- _Trecho para análise_:
----

30.7.20

Um pontinha de tristeza

Há alguns anos atrás, mais precisamente no inicio de 2012, em um restaurante de Lisboa, conversava com um grande cientista da educação. Ele é português e ama as coisas do Brasil.  Percebi em seus olhos que deixava transparecer uma pontinha de tristeza. Depois de conversarmos sobre música, poesia e literatura brasileira, procurei que a trouxesse à superfície.
Rui Canário é o seu nome. E nem preciso dizer o tamanho da minha felicidade de estar ali com ele, conversando como grandes amigos.

----

- _Material fornecido_:
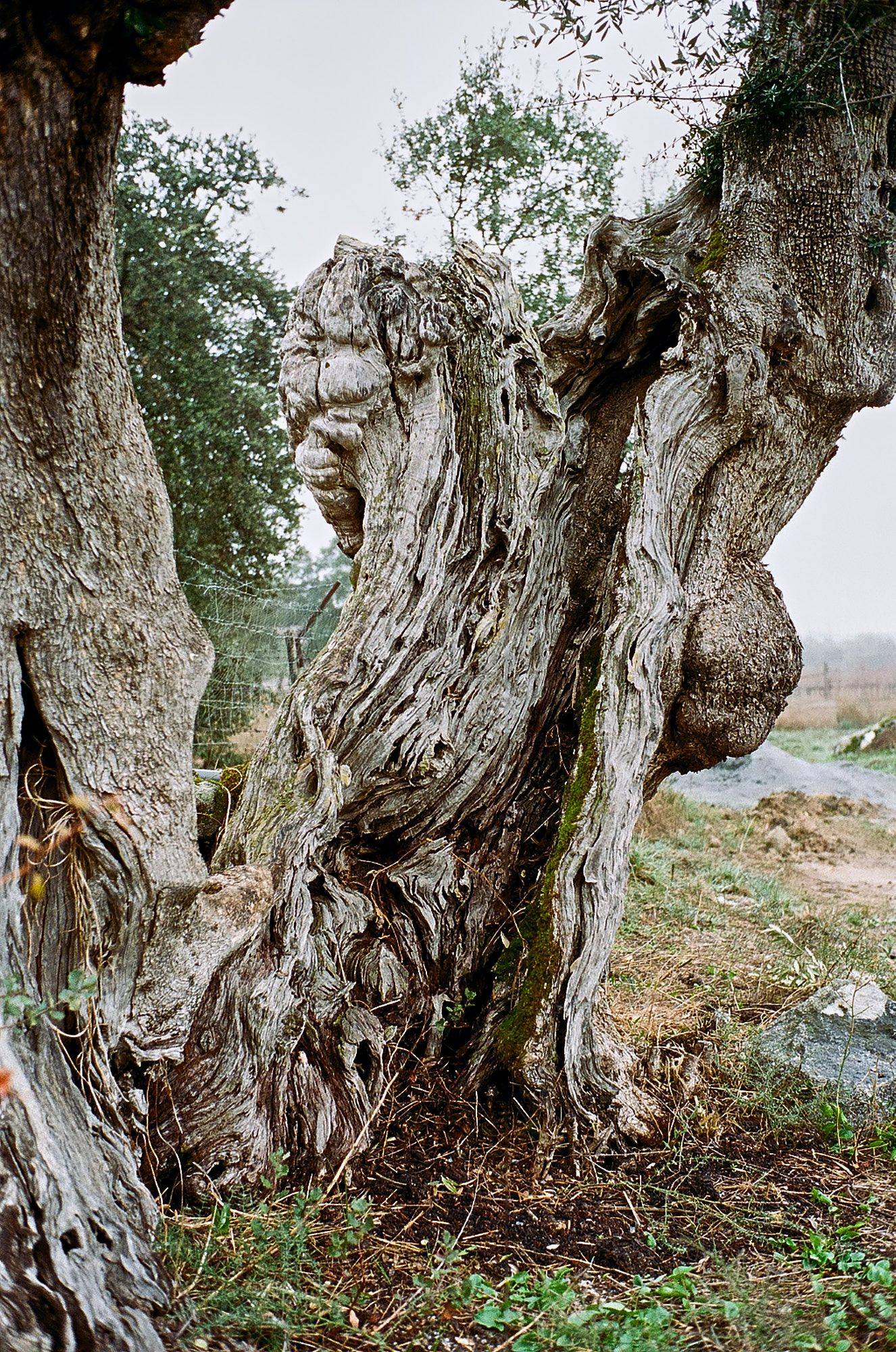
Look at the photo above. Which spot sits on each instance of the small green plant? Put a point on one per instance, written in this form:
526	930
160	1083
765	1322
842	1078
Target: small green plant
21	1009
359	1222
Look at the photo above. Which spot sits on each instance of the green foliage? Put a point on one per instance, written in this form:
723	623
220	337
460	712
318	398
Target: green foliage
743	67
817	744
203	316
21	1009
248	627
521	171
278	1274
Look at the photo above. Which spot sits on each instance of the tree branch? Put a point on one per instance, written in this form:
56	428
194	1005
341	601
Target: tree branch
153	34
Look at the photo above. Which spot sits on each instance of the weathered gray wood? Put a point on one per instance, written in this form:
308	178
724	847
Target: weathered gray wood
557	539
102	666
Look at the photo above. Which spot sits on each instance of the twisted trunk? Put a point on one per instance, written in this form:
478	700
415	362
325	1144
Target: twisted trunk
552	535
560	600
102	669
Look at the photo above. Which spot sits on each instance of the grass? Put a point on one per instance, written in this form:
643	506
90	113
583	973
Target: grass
763	1220
279	1277
817	744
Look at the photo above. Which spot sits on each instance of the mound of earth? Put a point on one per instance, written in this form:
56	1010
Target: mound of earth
745	781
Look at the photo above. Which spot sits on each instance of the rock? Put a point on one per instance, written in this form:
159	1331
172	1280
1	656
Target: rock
844	1042
779	840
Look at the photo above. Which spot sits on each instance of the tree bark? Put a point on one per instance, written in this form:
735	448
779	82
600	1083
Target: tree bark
560	600
102	669
551	535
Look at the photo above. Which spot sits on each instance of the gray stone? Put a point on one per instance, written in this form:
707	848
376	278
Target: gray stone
844	1042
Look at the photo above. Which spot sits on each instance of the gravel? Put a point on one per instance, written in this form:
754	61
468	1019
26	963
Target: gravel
744	782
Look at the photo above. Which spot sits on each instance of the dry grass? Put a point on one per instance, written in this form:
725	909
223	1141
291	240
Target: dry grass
755	1223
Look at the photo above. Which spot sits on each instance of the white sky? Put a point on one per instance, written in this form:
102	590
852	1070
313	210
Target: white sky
313	82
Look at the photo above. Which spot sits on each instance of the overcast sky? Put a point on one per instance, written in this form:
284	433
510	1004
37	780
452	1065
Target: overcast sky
313	82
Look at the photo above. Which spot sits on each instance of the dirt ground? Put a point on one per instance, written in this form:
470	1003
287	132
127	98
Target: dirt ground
745	1224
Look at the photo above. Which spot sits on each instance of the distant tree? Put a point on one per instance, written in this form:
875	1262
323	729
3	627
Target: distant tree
202	317
521	171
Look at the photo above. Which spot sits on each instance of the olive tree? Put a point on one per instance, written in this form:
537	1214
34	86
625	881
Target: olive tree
560	600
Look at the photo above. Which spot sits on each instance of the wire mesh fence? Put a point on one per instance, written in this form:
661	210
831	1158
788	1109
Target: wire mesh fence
262	639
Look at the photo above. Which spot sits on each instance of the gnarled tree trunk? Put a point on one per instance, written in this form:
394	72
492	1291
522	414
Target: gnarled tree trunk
551	533
102	669
560	600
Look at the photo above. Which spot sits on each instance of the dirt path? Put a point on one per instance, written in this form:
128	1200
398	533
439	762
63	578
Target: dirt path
744	782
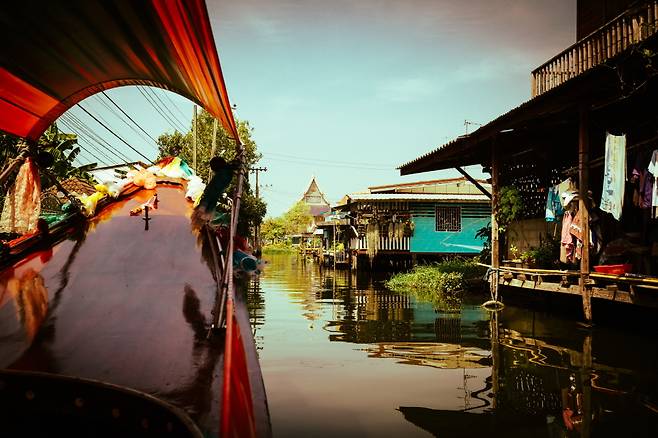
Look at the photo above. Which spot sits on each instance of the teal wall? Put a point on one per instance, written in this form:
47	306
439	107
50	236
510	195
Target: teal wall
426	239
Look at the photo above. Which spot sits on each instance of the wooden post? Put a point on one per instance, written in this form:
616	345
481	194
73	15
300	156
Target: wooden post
495	358
586	382
194	140
583	210
495	247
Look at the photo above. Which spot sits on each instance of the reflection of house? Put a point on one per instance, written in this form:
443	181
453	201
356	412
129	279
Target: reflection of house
606	83
427	217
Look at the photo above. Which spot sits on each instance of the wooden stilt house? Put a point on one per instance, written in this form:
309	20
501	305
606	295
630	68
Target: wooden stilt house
588	137
420	219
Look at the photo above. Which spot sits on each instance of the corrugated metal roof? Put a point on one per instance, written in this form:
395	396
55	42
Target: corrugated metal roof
553	100
416	197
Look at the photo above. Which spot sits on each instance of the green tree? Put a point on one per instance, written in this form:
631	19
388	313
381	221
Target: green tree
297	219
180	144
62	146
64	149
273	230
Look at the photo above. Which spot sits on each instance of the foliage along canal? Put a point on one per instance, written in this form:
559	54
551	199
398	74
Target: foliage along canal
343	356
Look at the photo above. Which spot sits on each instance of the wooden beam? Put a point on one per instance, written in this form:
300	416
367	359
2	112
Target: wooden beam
473	181
583	209
495	247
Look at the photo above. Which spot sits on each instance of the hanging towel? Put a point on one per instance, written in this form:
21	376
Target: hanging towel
653	170
614	176
23	201
553	205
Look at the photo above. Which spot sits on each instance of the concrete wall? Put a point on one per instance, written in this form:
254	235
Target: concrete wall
427	240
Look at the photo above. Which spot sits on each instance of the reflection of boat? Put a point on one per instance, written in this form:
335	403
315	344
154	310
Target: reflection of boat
432	354
105	334
125	307
453	424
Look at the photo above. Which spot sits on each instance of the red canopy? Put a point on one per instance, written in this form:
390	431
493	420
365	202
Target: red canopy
55	54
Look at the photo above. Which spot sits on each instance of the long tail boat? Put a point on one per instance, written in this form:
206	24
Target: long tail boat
115	324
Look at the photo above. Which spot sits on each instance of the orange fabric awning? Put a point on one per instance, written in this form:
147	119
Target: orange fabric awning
55	54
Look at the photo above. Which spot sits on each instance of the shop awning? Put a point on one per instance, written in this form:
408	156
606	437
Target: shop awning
55	54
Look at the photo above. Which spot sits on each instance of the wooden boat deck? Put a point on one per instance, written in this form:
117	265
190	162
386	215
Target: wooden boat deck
122	305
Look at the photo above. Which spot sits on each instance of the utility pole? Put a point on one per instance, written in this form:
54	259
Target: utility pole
256	170
467	123
194	139
213	148
257	227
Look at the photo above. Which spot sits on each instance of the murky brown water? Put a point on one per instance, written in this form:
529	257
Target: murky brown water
342	356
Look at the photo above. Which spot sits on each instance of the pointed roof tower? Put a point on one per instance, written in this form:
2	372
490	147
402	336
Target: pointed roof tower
315	199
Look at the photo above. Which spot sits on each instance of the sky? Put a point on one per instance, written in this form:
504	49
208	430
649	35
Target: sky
346	91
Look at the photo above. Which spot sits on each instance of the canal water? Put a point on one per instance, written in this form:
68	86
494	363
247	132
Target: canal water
342	356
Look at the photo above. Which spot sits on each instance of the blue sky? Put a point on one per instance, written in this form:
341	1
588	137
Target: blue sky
348	90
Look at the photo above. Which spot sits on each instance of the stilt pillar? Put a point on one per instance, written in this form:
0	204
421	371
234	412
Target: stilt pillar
495	245
583	211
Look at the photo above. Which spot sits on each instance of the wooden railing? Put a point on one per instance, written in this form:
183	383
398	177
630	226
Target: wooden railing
631	27
385	244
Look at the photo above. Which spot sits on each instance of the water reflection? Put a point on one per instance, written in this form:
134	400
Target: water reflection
342	356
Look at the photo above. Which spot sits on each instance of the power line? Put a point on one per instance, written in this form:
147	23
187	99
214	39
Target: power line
328	164
129	118
164	105
175	106
116	114
113	133
85	129
347	163
71	125
158	110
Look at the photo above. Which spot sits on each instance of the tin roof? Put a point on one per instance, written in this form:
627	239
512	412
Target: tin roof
416	197
53	56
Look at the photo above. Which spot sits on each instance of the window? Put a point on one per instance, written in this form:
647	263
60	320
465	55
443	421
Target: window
449	219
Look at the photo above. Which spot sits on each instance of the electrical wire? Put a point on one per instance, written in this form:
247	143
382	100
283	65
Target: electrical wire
164	105
159	111
129	118
85	129
66	122
173	104
328	164
114	133
379	166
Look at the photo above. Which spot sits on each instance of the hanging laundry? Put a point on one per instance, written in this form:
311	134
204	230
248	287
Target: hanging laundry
653	169
566	186
553	205
566	241
23	201
576	231
614	175
644	189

----

- _Tarefa_:
Repita sem alterações a parte do trecho para análise entre "Um pontinha de" e "trouxesse à superfície.", inclusive. O material não tem relação com esta tarefa.

- _Caixa de resposta_:
Um pontinha de tristeza

Há alguns anos atrás, mais precisamente no inicio de 2012, em um restaurante de Lisboa, conversava com um grande cientista da educação. Ele é português e ama as coisas do Brasil.  Percebi em seus olhos que deixava transparecer uma pontinha de tristeza. Depois de conversarmos sobre música, poesia e literatura brasileira, procurei que a trouxesse à superfície.